--- Trecho apresentado ---
*****

A sistemática de tributação prevista na nova lei rompe com a lógica até então vigente. Antes, o investidor era tributado apenas quando os lucros das companhias offshore eram efetivamente creditados ou pagos. Agora, a legislação determina que os lucros apurados por essas companhias - ainda que não sejam pagos ou creditados ao investidor - devem ser oferecidos automaticamente à tributação anual, com alíquota de 15%.

 

Esse novo modelo de “tributação automática” levanta sérias dúvidas quanto à sua compatibilidade com a Constituição Federal e com os princípios que regem o sistema tributário brasileiro. Entendemos que a exigência criada pela Lei nº 14.754/2023 é indevida, por três razões centrais: (i) viola o regime de caixa, que é a base da tributação das pessoas físicas; (ii) desrespeita o conceito legal de disponibilidade da renda, previsto no Código Tributário Nacional; e (iii) afronta o princípio constitucional da capacidade contributiva. 

 

As pessoas físicas, como regra, apuram o Imposto de Renda com base no chamado regime de caixa. Isso significa que os rendimentos só são tributáveis quando efetivamente recebidos, conforme expressamente previsto no artigo 3º, parágrafo único, da Lei nº 9.250/1995 (“o imposto de que trata este artigo será calculado sobre os rendimentos efetivamente recebidos em cada mês”). É uma lógica simples: não se tributa expectativa, apenas realidade. 

 

A Lei nº 14.754/2023, no entanto, impõe à pessoa física o regime de competência, típico das pessoas jurídicas, que estabelece o recolhimento do Imposto de Renda sobre as receitas e rendimentos apurados, independentemente da sua realização em moeda.

 

A aplicação dos regimes de caixa e de competência foi debatida pelo Supremo Tribunal Federal (STF) no julgamento da Ação Direta de Inconstitucionalidade (ADI) nº 2.588, no qual se consignou que o lucro da investida no exterior não precisaria ser efetivamente realizado para fins de tributação do Imposto de Renda da pessoa jurídica investidora.

 

Na hipótese, o STF analisou a constitucionalidade do artigo 74, parágrafo único, da Medida Provisória (MP) 2.158/2001, que previa a tributação dos rendimentos apurados por entidades controladas, independentemente da realização do lucro pelas pessoas jurídicas. Embora voltado às pessoas jurídicas, o caso serve como referência para a questão ora analisada, pois, em seu julgamento, o então ministro Nelson Jobim afirmou que, na tributação da pessoa física, deve imperar o regime de caixa, que exige o pagamento do imposto somente quando recebido o rendimento - não sendo aplicável o regime de competência.

*****

--- Entradas fornecidas ---
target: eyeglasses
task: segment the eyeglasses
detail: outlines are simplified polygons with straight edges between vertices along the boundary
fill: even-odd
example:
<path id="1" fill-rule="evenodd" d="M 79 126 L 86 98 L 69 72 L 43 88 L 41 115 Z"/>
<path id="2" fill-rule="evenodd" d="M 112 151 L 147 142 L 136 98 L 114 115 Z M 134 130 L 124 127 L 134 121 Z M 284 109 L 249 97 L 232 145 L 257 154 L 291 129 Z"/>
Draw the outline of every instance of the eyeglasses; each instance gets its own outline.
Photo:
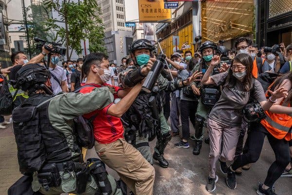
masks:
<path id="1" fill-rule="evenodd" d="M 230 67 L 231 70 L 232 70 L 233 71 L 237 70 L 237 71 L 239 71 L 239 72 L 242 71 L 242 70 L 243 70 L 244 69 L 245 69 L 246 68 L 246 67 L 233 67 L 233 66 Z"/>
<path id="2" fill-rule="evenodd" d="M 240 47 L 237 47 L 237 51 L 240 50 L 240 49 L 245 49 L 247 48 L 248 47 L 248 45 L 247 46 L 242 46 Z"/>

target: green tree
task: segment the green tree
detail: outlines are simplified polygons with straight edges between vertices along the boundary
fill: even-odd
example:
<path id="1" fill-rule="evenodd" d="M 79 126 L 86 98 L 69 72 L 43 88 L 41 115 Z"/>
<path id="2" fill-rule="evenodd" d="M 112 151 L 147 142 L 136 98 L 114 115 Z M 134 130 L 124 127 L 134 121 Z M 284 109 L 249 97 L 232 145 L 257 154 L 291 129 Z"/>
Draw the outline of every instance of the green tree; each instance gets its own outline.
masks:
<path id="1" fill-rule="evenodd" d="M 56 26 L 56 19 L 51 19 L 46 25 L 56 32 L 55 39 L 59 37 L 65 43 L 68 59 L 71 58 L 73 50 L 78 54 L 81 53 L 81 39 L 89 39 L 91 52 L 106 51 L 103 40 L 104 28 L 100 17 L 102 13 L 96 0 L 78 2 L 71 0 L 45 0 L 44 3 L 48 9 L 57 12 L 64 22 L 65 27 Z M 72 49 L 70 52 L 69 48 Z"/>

*****

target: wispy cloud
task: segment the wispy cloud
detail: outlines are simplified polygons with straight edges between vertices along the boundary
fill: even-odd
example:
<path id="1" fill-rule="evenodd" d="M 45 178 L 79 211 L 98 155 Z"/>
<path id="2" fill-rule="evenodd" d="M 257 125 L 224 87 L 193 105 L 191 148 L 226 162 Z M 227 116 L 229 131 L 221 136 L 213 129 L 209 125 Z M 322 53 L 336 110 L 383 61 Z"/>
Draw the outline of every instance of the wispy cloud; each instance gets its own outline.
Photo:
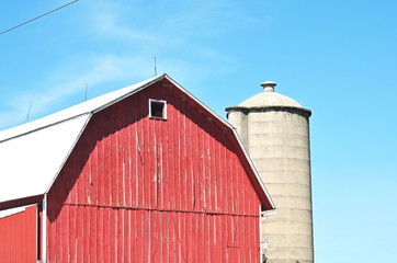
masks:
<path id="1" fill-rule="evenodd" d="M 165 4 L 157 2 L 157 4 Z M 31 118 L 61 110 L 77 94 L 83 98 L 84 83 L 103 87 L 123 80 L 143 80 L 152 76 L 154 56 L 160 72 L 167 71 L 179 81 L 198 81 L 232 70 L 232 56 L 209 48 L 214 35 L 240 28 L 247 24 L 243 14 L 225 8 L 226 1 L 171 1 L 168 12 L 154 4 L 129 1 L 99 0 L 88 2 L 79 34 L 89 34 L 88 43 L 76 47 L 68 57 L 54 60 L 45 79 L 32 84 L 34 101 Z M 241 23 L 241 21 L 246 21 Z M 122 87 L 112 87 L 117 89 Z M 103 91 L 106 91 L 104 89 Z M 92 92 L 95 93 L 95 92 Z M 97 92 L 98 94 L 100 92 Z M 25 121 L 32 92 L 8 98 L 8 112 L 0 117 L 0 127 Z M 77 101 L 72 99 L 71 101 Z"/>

*****

--- Exercícios ---
a) Segundo o texto sobre a tributação dos lucros de offshores, qual é a alíquota anual aplicada a esses lucros?
b) Reproduza o trecho do texto sobre a tributação dos lucros de offshores que abre com as palavras contendo "A aplicação dos" e fecha com "pessoa jurídica investidora.", renomeando "Supremo Tribunal Federal" para "Suprema Corte".
c) Prossiga com o texto sobre a tributação dos lucros de offshores a partir do ponto em que ele para.
As entradas vêm de outra fonte.

--- Respostas ---
a) A alíquota é de 15%.

b)
A aplicação dos regimes de caixa e de competência foi debatida pelo Suprema Corte (STF) no julgamento da Ação Direta de Inconstitucionalidade (ADI) nº 2.588, no qual se consignou que o lucro da investida no exterior não precisaria ser efetivamente realizado para fins de tributação do Imposto de Renda da pessoa jurídica investidora.

c)
Outro ponto de tensão é a violação ao artigo 43 do Código Tributário Nacional, que define o fato gerador do Imposto de Renda como a aquisição da disponibilidade econômica ou jurídica da renda. Em outras palavras, o tributo só pode incidir quando houver acréscimo patrimonial efetivo ou quando o contribuinte tiver um direito certo e exigível ao recebimento do valor.

 

No caso dos lucros apurados pelas companhias offshore, eles não se transferem automaticamente para o sócio ou controlador residente no Brasil. Sem deliberação da entidade sobre a destinação dos lucros, o investidor não tem direito algum sobre o recebimento dos valores - apenas uma expectativa. Essa distinção foi reconhecida pelo STF no RE 172.058, no qual se fixou que a apuração contábil do lucro não gera, por si só, disponibilidade jurídica para o acionista. 

 

A Lei nº 14.754/2023 desconsidera completamente esse entendimento e cria uma espécie de ficção tributária, em que se presume a existência de renda para justificar a cobrança do imposto. Ocorre que, sem disponibilidade, não há fato gerador - e, sem fato gerador, não há base legítima para a tributação.

 

Por fim, a exigência imposta pela Lei nº 14.754/2023 fere o princípio da capacidade contributiva, previsto no artigo 145, parágrafo 1º, da Constituição Federal. Esse princípio orienta que os tributos devem ser proporcionais à capacidade econômica do contribuinte, o que pressupõe a efetiva posse ou disponibilidade de recursos.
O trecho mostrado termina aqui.